Ellie Greenberg also owns The Cloak and Wand shop that opened in the village a year ago.
From the bookstore, a “portal,” or window, in the wall separating the store from Alice in the Village is strictly one way. On the other side, in the other store, it’s a mirror.
David Greenberg said the bookstore’s shelves are stocked with fare that can’t be found where first-run books are sold. Chosen for their themes, some were best-sellers in their day.
The 950-square-foot store’s rare book section features selections the Greenbergs’ team picked up at auctions, including “Thirty Years of Hell,” published in 1904, and “Graham’s Magazine Collection” from 1844, which contains an original Edgar Allan Poe poem.
Where else, David Greenberg asked, are you going to find a copy of Bram Stoker’s “Dracula” on a shelf opposite “Fancy Coffins To Make Yourself” and “How to be a Dictator"?
Alan Kruger and his wife, Elle Englander, own Manufaktura, which imports stoneware made in Englander’s native Poland. The store opened May 7.
Englander and her mother started the business in 2004, her husband said, first opening a warehouse in Enfield. In 2019, the owners of the factory that produce the pottery visited the United States, including Connecticut’s shoreline, New York City and the Coast Guard Academy, where Kruger works as waterfront director.

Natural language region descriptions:
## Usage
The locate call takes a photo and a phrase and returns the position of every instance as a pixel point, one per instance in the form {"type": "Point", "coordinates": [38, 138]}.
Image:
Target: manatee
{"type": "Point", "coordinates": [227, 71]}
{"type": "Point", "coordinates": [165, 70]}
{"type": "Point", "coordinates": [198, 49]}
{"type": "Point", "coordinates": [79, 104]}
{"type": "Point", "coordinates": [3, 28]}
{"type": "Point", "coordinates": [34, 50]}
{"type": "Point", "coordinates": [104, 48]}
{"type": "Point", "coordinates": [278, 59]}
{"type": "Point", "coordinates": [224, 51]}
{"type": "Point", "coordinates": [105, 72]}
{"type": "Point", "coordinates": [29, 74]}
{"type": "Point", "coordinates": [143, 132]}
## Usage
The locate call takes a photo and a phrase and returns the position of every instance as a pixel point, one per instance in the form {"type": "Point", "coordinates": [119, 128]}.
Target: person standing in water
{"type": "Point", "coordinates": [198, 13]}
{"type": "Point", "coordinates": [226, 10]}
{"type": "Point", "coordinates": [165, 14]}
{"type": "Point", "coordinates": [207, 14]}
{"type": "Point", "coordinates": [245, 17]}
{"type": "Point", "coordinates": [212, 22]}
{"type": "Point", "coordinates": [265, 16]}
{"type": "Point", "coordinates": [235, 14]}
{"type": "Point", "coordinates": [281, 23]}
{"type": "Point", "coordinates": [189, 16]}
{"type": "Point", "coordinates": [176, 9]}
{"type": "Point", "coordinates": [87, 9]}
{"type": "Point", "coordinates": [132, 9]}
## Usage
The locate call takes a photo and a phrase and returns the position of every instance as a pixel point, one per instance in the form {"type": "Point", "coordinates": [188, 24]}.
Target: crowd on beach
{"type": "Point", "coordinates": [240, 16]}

Apply what you read:
1. From the village shops article, retype the words starting at "Ellie Greenberg also" and ending at "it’s a mirror.".
2. In the village shops article, what is the size of the bookstore in square feet?

Solutions to each task:
1.
Ellie Greenberg also owns The Cloak and Wand shop that opened in the village a year ago.
From the bookstore, a “portal,” or window, in the wall separating the store from Alice in the Village is strictly one way. On the other side, in the other store, it’s a mirror.

2. 950 square feet.